### Text shown

This Washington Post article provides pretty good background on the story. Note that “state Democratic officials, who had been expecting the suit, said they had worked with each presidential campaign since last spring to craft the process, including the casino precincts, to drum up the largest turnout possible.” And, get this: “Minutes from the meeting last March when the state Democratic committee approved the caucus process show that several of the parties to the suit were there and approved of the process.”

Still, Bill Clinton vigorously defends the lawsuit.

“Do you really believe that all the Democrats understood that they had agreed to give everybody who voted in a casino a vote worth five times as much as people who voted in their own precinct? Did you know that?” Mr. Clinton said in a testy exchange with a television reporter, Mark Matthews of KGO. “What happened is nobody understood what had happened. … Now, everybody’s saying, ‘Oh they don’t want us to vote.’ What they really tried to do was to set up a deal where their votes counted five times, maybe even more.”

######

— Task instructions —
1. In the passage about the caucus lawsuit, which television reporter was Bill Clinton talking to?
2. Extend the passage about the caucus lawsuit, picking up after its final sentence.

### Source data

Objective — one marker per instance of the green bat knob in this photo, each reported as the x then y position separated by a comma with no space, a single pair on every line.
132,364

######

— The results —
1. Mark Matthews of KGO.

2.
Clinton’s claim that “nobody understood what had happened” seems dubious. These nobodies had many months to wake up to the reality of what they had approved, and yet somehow it didn’t occur to them to look into it until the Culinary Workers endorsed Obama. Right.

Here’s John Kerry’s take on the controversy. He thinks the lawsuit is bunk. I tend to agree.

Update: The lawsuit was dismissed.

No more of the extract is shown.